:: Task to complete ::
What service categories does the motivation section on cloud computing name? List each one with its abbreviation.

:: Quoted passage ::
| Description:
|
1 Motivation
Cloud computing is a model for enabling service user's ubiquitous, convenient, on-demand network access to a shared pool of configurable computing resources (e.g., networks, servers, storage, applications, and services), that can be rapidly provisioned and released with minimal management effort or service provider interaction. The cloud computing model is defined by five essential characteristics (on-demand, delivery over a broad network access, resource pooling, rapid elasticity, self and measured services), five cloud computing service categories, i.e., software as a service (SaaS), communication as a service (CaaS), platform as a service (PaaS), infrastructure as a service (IaaS) and network as a service (NaaS), different deployment models (public, private, hybrid…), and flexible extension of service delivery types (core, regional, edge…). The advent of the cloud computing approach as the preferred vehicle for discovering, externalizing, composing, service re-use within workflows, applications, communication enabled applications places new emphasis on the need for security.
Forecasted benefits of cloud computing include flexible and dynamic resource provisioning, and simpler and automated administration of IT infrastructure. Virtualization makes possible to share of nearly unlimited resources, with scalability improvements and massive cost reductions for infrastructure management. The introduction of edge computing enables distribution of cloud capabilities to the edge of the network. This introduces cloud service implementations which have low and deterministic latency and high reliability. However, open systems, shared resources, and inherent interworking of cloud and edge raise many concerns about security, which is perhaps the most important barrier to the adoption of cloud computing. Moving to the cloud implies to shifting from safe, traditional, in-house IT systems to unsafe, "cloudified", open infrastructures. It thus requires in-depth rethinking of security.
When taking security into consideration, roles in the cloud computing ecosystem have their own responsibilities. Cloud computing was considered for several years as service-centric IT and controlled by Internet players. With the trend of network virtualization and close convergence with cloud, telecommunication players have more and more important roles to play in the emerging cloud computing market and ecosystem. As cloud services are delivered through telecommunication networks, telecommunication players should guarantee a high assurance level. Strong but flexible security protection will be a key enabler for the whole cloud market and ecosystem.

:: Records supplied ::
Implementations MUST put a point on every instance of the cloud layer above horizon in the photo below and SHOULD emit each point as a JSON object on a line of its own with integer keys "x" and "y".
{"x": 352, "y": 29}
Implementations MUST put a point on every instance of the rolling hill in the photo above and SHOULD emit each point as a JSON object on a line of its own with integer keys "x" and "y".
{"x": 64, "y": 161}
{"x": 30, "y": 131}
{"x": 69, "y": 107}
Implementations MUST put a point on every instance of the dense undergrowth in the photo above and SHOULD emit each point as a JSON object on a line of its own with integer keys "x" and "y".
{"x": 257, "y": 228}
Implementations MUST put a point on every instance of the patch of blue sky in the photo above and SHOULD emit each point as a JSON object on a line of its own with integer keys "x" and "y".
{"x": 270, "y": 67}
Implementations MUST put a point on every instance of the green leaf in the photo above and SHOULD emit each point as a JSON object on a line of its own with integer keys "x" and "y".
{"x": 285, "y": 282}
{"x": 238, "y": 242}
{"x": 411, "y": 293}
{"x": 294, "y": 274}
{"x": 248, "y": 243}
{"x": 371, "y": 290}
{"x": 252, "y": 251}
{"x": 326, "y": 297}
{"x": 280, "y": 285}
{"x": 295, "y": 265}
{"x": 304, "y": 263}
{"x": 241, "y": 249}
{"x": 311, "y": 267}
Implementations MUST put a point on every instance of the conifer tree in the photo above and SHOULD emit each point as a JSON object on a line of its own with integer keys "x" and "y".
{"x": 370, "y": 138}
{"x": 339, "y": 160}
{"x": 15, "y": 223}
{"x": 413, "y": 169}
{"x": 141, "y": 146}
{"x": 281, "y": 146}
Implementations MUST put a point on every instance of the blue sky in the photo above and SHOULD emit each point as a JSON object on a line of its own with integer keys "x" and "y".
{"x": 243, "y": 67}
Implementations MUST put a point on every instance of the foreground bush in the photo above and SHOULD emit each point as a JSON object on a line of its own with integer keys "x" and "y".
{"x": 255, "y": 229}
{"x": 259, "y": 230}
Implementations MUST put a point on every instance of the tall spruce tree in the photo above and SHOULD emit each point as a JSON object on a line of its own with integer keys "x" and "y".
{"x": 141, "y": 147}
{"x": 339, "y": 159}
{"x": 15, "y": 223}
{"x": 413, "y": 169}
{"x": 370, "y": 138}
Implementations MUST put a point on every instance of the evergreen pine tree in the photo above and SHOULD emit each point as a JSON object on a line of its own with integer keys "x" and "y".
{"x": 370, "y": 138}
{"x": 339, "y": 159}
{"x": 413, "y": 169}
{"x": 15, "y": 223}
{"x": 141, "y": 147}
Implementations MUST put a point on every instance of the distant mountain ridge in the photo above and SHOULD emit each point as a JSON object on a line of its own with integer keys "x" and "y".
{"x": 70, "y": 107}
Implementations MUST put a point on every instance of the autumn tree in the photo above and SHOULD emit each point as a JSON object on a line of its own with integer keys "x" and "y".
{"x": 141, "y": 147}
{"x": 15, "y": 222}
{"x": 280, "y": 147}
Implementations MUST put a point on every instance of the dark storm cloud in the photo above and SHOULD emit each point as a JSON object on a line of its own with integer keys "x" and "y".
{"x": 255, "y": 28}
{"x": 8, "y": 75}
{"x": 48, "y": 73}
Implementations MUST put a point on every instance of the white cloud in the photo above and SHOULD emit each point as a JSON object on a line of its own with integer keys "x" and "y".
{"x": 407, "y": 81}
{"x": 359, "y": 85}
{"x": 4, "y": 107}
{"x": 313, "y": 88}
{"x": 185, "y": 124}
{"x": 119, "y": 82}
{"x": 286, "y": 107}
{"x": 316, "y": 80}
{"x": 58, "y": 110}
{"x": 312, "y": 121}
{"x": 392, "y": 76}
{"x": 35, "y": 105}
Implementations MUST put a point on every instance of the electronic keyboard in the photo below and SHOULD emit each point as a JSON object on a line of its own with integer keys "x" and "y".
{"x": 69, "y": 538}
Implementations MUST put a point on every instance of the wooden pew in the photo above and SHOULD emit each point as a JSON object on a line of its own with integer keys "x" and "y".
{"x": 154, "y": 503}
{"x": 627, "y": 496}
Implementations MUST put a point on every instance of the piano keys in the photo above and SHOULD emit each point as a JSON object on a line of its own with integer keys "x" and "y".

:: Complete response ::
- Software as a service (SaaS)
- Communication as a service (CaaS)
- Platform as a service (PaaS)
- Infrastructure as a service (IaaS)
- Network as a service (NaaS)